[Image entries on named regions]
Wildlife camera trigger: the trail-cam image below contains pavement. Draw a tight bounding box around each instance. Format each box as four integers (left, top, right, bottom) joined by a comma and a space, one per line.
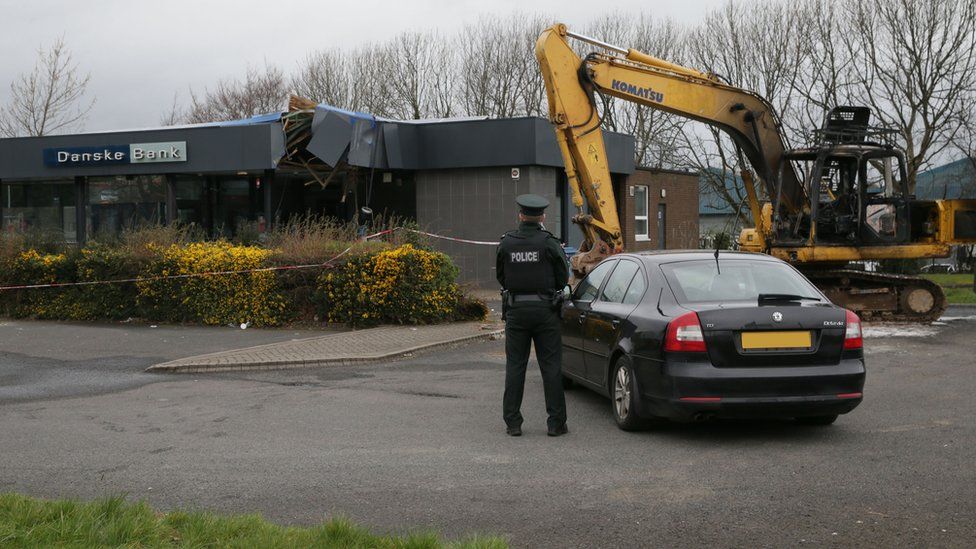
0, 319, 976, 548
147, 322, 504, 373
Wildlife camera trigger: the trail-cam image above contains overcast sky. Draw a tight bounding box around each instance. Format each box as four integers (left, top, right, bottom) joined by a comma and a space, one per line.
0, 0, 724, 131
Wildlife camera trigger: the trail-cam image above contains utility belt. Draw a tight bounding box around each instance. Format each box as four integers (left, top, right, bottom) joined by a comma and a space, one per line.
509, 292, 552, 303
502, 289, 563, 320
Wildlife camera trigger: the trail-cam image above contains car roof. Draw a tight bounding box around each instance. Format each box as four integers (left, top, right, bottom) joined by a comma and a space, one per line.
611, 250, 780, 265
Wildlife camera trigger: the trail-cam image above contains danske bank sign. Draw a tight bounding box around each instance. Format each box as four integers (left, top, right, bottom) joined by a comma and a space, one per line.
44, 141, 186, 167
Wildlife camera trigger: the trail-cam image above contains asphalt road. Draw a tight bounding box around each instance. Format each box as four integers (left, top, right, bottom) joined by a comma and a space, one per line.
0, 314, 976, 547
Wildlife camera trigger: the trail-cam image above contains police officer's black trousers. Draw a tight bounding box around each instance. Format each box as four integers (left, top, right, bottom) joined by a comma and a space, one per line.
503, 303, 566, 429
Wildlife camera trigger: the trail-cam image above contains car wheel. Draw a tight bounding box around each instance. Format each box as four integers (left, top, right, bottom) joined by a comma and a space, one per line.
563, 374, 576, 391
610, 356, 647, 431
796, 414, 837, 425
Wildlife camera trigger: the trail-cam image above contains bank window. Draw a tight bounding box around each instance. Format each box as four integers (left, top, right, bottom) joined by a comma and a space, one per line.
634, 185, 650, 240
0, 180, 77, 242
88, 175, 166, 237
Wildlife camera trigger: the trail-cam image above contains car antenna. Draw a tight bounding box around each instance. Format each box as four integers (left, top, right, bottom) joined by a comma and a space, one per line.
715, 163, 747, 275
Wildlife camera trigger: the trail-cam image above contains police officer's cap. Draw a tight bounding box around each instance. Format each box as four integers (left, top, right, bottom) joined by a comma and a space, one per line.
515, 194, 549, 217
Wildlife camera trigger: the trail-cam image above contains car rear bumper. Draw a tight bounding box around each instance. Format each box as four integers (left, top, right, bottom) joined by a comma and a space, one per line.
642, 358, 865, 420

:: SET EXERCISE ::
Starting at the beginning of the listing and ending with the line that contains "147, 322, 504, 373", write those lines out again with the request included. Multiply every bounding-box coordinate in the answers by 1.6, round each result to a whole number with halves going up, and leave out the picture.

:: TASK OUTPUT ::
Wildlife camera trigger: the trail-cam image below contains pavement. Draw a tight bounding box around each instance. Format each box as four integers (left, top, right, bottom) joined by a comma and a space, one per line.
0, 510, 1562, 877
235, 515, 806, 597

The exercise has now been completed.